• **Extract provided**
One: know everything as soon as possible.
Two: unplug often.
Ruh-roh. How can you do both without losing your mind or your edge?
Leadership Imperative #1: Consume Relentlessly
Since the function of leadership is to navigate the unexpected, you have to be in the business of intelligence gathering all the time.
You have to be relentless in collecting feedback in as close to real time as possible. Both internal and external to your organization.
Internally: How’s the initiative going? Is the coding team at risk of mass resignations because of perceptions of unfairness? How are we training our next generation of managers?
Externally: What will the current war mean for our supply chains and energy costs? What advances in agentic AI might force us to rethink our user interface? What does that latest climate study suggest about the location of our current headquarters?
Leadership Imperative #2: Make Time to Digest
You have to limit your exposure to the endless scroll of news and information and opinion so that your brain and nervous system don’t start glitching from overwhelm.
Which means consciously unplugging from incoming data and letting your body return to (or at least move back in the direction of) present-based awareness.

• **What this task involves**
Reproduce the passage above on the two leadership imperatives word for word, in full.

• **Dataset records**
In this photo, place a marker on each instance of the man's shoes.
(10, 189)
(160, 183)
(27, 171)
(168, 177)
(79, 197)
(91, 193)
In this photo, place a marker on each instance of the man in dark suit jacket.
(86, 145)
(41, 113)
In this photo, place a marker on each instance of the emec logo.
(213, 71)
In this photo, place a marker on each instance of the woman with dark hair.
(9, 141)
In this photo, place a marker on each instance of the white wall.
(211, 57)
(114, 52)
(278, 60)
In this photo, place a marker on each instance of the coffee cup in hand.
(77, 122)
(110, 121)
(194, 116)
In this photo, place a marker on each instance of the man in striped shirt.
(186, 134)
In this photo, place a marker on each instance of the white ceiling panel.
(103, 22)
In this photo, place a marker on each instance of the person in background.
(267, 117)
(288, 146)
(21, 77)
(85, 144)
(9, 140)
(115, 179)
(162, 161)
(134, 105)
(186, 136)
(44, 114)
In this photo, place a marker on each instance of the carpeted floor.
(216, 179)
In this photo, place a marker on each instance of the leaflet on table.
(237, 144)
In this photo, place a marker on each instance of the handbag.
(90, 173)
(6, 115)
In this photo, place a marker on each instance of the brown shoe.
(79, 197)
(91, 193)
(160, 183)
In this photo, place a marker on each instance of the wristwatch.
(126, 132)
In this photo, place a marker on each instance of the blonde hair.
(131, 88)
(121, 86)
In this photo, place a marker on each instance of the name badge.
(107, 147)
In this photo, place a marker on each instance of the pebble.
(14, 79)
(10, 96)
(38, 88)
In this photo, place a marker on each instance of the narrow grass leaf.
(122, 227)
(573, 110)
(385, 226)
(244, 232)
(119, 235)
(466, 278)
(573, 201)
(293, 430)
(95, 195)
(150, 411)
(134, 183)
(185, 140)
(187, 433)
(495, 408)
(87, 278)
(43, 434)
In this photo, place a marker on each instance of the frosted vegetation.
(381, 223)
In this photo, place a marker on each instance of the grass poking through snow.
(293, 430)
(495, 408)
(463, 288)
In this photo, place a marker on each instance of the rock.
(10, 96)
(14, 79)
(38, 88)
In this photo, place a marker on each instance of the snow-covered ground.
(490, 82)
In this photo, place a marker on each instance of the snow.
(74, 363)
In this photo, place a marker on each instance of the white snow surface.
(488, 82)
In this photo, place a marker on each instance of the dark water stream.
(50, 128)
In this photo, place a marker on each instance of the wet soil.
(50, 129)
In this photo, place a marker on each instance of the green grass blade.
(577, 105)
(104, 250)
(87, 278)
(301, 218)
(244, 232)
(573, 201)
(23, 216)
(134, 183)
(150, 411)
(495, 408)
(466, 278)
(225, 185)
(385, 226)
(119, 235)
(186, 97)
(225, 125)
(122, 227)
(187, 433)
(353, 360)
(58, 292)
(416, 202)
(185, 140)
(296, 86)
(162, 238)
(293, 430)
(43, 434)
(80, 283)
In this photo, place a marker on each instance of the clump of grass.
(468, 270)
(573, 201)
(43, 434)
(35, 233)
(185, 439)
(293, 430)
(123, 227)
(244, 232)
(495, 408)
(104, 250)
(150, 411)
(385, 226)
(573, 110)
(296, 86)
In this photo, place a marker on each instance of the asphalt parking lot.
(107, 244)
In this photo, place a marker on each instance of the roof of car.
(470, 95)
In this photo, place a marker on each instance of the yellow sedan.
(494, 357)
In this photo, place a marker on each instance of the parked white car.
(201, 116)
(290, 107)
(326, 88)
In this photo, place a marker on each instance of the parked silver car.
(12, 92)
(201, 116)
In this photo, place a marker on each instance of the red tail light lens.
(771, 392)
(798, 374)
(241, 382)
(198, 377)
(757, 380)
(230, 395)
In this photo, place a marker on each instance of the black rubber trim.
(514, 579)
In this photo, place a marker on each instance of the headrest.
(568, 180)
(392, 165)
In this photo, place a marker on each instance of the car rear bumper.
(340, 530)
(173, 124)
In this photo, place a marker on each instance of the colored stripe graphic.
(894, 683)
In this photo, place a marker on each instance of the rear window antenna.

• **Output below**
One: know everything as soon as possible.
Two: unplug often.
Ruh-roh. How can you do both without losing your mind or your edge?
Leadership Imperative #1: Consume Relentlessly
Since the function of leadership is to navigate the unexpected, you have to be in the business of intelligence gathering all the time.
You have to be relentless in collecting feedback in as close to real time as possible. Both internal and external to your organization.
Internally: How’s the initiative going? Is the coding team at risk of mass resignations because of perceptions of unfairness? How are we training our next generation of managers?
Externally: What will the current war mean for our supply chains and energy costs? What advances in agentic AI might force us to rethink our user interface? What does that latest climate study suggest about the location of our current headquarters?
Leadership Imperative #2: Make Time to Digest
You have to limit your exposure to the endless scroll of news and information and opinion so that your brain and nervous system don’t start glitching from overwhelm.
Which means consciously unplugging from incoming data and letting your body return to (or at least move back in the direction of) present-based awareness.